Mais sans se perdre ni dans de vastes considérations ni dans des détails minutieux, on doit reconnaître que les Américains, peu soucieux des théories et des doctrines libérales, qu’ils renient ouvertement dans la question commerciale, n’ont souci que de leurs intérêts. Ils croient atteindre ainsi un but fixe, logique et utile à la grandeur et à la richesse de leur pays. Pouvaient-ils ou devaient-ils suivre une autre route que la route protectionniste ? On ne saurait l’affirmer. Du reste, les faits et les résultats sont là ; les Américains ont victorieusement traversé leurs dernières crises ; la même génération qui aura subi une guerre terrible et contracté une immense dette nationale la verra presque entièrement soldée et liquidée avant de disparaître dans la tombe.
◆ ◆ ◆ ◆ ◆ ◆ ◆
• [Exercice proposé 1] D'après l'extrait sur le protectionnisme américain, de quoi les Américains ont-ils uniquement souci ?
• [Exercice proposé 2] Reproduisez le passage de l'extrait sur le protectionnisme américain, de « Mais sans se » jusqu'à « dans la tombe. ».
• [Exercice proposé 3] Selon l'extrait sur le protectionnisme américain, qu'est-ce qui pousse les Américains à ne se soucier que de leurs intérêts ? Répondez en une à trois phrases.

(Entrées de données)
◆ ◆ ◆ ◆ ◆ ◆ ◆
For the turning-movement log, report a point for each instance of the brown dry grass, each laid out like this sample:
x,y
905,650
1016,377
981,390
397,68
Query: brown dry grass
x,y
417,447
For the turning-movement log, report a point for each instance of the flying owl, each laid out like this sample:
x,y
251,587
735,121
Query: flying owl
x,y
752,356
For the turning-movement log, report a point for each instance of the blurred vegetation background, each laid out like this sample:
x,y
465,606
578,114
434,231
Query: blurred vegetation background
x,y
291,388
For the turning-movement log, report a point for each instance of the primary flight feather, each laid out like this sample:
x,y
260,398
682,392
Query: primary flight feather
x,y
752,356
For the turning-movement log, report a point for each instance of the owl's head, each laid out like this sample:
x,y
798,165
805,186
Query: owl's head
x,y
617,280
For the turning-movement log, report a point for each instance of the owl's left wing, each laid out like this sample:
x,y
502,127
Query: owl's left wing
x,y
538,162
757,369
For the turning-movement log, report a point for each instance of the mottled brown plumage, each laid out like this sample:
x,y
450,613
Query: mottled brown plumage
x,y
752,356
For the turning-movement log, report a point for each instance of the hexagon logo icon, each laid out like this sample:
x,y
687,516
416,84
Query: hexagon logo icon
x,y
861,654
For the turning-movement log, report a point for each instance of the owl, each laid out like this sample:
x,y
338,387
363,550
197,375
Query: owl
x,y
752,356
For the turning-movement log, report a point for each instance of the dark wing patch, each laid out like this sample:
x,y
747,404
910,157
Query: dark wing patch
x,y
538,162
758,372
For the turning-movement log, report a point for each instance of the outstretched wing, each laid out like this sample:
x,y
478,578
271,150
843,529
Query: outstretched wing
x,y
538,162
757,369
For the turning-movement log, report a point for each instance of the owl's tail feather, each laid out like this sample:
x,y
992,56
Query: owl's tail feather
◆ ◆ ◆ ◆ ◆ ◆ ◆
• [Solution 1] De leurs intérêts.

• [Solution 2]
Mais sans se perdre ni dans de vastes considérations ni dans des détails minutieux, on doit reconnaître que les Américains, peu soucieux des théories et des doctrines libérales, qu’ils renient ouvertement dans la question commerciale, n’ont souci que de leurs intérêts. Ils croient atteindre ainsi un but fixe, logique et utile à la grandeur et à la richesse de leur pays. Pouvaient-ils ou devaient-ils suivre une autre route que la route protectionniste ? On ne saurait l’affirmer. Du reste, les faits et les résultats sont là ; les Américains ont victorieusement traversé leurs dernières crises ; la même génération qui aura subi une guerre terrible et contracté une immense dette nationale la verra presque entièrement soldée et liquidée avant de disparaître dans la tombe.

• [Solution 3] Ils croient atteindre ainsi un but fixe, logique et utile à la grandeur et à la richesse de leur pays.